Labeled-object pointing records
▬▬▬

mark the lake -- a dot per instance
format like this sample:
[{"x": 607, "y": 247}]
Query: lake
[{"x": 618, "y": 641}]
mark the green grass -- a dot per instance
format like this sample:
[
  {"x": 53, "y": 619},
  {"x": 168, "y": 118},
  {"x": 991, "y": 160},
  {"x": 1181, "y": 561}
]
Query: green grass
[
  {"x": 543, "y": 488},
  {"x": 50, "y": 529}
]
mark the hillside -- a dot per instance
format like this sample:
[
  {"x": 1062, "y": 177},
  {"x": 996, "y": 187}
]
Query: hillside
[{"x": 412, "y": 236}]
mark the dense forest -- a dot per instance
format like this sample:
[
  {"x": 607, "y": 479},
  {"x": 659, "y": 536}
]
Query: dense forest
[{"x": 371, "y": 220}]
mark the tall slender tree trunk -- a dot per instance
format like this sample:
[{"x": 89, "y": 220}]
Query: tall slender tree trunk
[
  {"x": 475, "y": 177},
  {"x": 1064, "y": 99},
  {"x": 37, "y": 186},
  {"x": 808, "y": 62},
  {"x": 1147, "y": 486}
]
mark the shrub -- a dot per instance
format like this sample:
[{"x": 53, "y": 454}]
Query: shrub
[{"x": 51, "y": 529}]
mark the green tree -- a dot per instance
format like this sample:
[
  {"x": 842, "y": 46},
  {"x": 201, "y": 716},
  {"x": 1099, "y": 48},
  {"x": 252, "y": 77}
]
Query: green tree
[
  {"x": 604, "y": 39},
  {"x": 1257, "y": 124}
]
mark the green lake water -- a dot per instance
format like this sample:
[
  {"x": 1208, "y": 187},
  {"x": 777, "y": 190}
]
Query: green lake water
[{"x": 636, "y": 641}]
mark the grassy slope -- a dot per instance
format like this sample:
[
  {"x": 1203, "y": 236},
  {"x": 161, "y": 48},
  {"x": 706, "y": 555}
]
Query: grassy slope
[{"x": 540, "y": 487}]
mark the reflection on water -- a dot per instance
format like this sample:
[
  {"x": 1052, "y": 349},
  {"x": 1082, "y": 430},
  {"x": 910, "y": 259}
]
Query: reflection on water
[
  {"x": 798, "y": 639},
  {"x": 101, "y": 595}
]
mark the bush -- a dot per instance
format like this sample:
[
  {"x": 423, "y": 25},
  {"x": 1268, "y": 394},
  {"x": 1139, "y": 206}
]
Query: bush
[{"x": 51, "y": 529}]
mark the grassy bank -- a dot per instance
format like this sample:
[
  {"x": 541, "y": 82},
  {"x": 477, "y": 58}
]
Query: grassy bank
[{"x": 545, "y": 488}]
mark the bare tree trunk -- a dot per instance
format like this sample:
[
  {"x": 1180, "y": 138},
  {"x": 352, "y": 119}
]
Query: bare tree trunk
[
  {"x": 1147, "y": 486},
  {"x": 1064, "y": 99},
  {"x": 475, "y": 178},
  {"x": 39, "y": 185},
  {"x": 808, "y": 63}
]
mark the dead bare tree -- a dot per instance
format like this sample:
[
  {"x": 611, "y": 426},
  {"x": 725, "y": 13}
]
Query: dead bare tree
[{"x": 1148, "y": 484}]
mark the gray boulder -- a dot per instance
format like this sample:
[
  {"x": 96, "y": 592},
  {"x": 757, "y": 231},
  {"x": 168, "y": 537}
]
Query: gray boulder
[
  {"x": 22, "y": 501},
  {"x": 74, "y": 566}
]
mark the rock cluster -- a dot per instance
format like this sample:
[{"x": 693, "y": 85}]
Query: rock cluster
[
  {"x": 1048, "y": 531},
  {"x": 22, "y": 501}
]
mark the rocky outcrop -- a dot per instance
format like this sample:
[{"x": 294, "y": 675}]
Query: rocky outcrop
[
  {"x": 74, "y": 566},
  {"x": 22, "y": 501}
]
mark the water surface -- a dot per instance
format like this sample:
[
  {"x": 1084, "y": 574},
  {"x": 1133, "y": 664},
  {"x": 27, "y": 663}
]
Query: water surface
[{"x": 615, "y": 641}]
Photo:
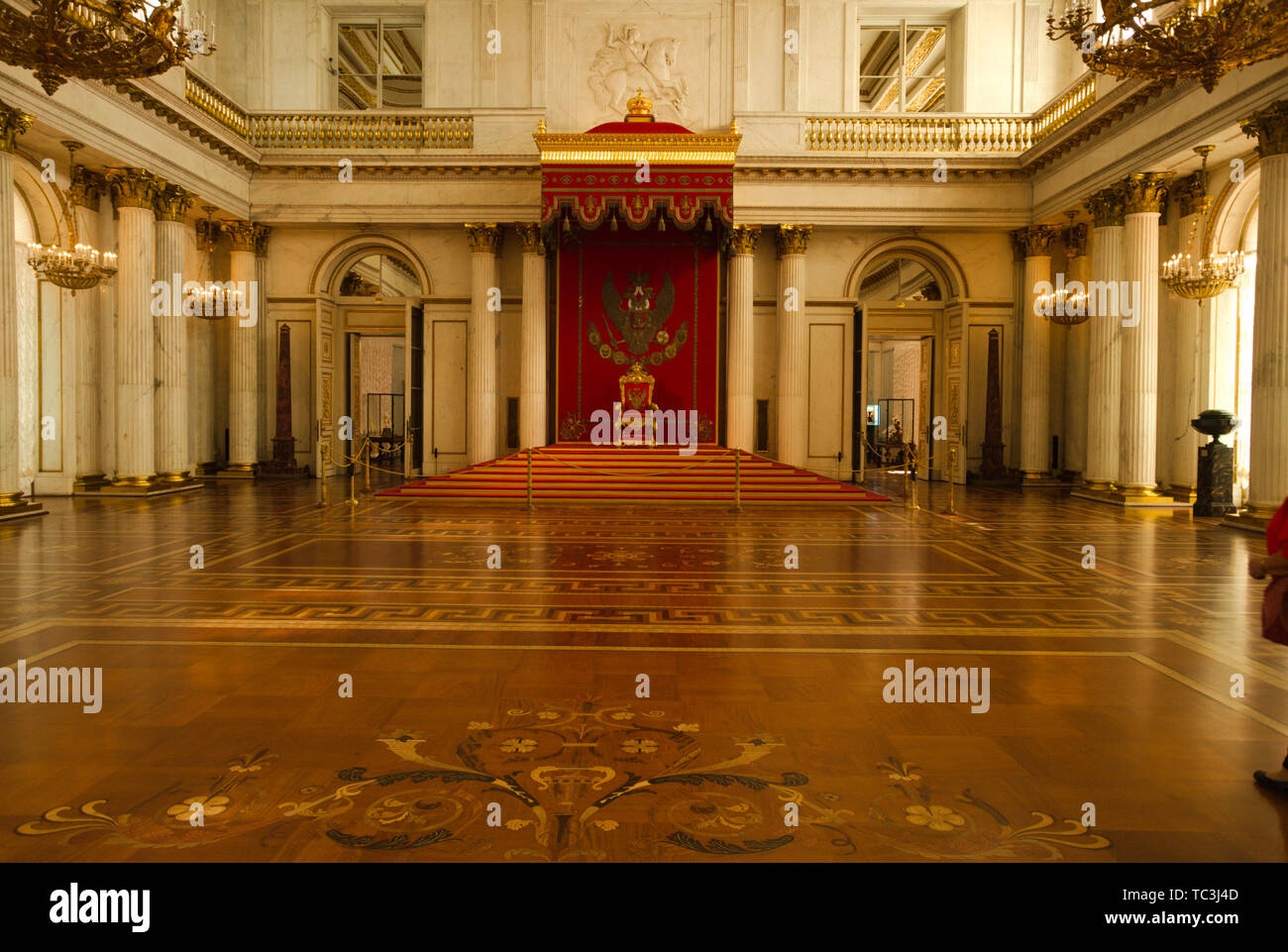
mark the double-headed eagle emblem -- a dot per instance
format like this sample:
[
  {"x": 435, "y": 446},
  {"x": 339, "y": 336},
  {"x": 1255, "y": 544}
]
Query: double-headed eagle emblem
[{"x": 640, "y": 313}]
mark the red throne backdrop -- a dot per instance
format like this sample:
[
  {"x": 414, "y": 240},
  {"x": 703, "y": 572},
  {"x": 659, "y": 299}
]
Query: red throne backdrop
[{"x": 643, "y": 296}]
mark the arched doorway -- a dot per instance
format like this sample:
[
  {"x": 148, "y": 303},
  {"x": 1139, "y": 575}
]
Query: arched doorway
[{"x": 370, "y": 351}]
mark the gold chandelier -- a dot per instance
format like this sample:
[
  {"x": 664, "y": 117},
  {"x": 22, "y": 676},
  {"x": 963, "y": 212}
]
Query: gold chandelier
[
  {"x": 1202, "y": 39},
  {"x": 76, "y": 266},
  {"x": 101, "y": 39},
  {"x": 1206, "y": 277}
]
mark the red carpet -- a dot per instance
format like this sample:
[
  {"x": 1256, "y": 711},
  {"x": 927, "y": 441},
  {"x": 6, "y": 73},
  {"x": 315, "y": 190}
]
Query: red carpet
[{"x": 583, "y": 472}]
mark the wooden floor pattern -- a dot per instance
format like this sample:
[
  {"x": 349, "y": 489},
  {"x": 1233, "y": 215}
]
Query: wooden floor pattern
[{"x": 494, "y": 712}]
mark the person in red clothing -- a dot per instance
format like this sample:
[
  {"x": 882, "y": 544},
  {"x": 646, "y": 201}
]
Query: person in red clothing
[{"x": 1274, "y": 609}]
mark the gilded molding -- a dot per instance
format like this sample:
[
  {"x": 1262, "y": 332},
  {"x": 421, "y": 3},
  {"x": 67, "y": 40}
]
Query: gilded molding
[
  {"x": 743, "y": 239},
  {"x": 86, "y": 187},
  {"x": 13, "y": 124},
  {"x": 1035, "y": 240},
  {"x": 1108, "y": 208},
  {"x": 794, "y": 239},
  {"x": 1145, "y": 191},
  {"x": 207, "y": 235},
  {"x": 484, "y": 237},
  {"x": 241, "y": 235},
  {"x": 1270, "y": 127},
  {"x": 1192, "y": 195},
  {"x": 171, "y": 204},
  {"x": 529, "y": 235},
  {"x": 133, "y": 188},
  {"x": 1076, "y": 240}
]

▬▬▬

## Goal
Reproduce verbatim the portion of the records that opens with the line containing "mark the wooden" and runs through the final line of the records.

## Answer for this exercise
mark the wooden floor pattern -- a dot per instance
format like this sample:
[
  {"x": 349, "y": 489},
  {"x": 1233, "y": 215}
]
Query: wooden floor pattern
[{"x": 494, "y": 712}]
mark the person in red clothing -- a dot per instance
format like this sample:
[
  {"x": 882, "y": 544},
  {"x": 646, "y": 201}
]
Query: person in red clothing
[{"x": 1274, "y": 609}]
mark the gilded molding -- a dot per instance
format like this sample:
[
  {"x": 1262, "y": 332},
  {"x": 421, "y": 3},
  {"x": 67, "y": 40}
]
Query: gilded molding
[
  {"x": 743, "y": 239},
  {"x": 86, "y": 187},
  {"x": 13, "y": 124},
  {"x": 1035, "y": 240},
  {"x": 1108, "y": 208},
  {"x": 794, "y": 239},
  {"x": 1145, "y": 191},
  {"x": 207, "y": 235},
  {"x": 484, "y": 237},
  {"x": 241, "y": 235},
  {"x": 1270, "y": 127},
  {"x": 1192, "y": 195},
  {"x": 171, "y": 204},
  {"x": 529, "y": 235},
  {"x": 133, "y": 188},
  {"x": 1076, "y": 240}
]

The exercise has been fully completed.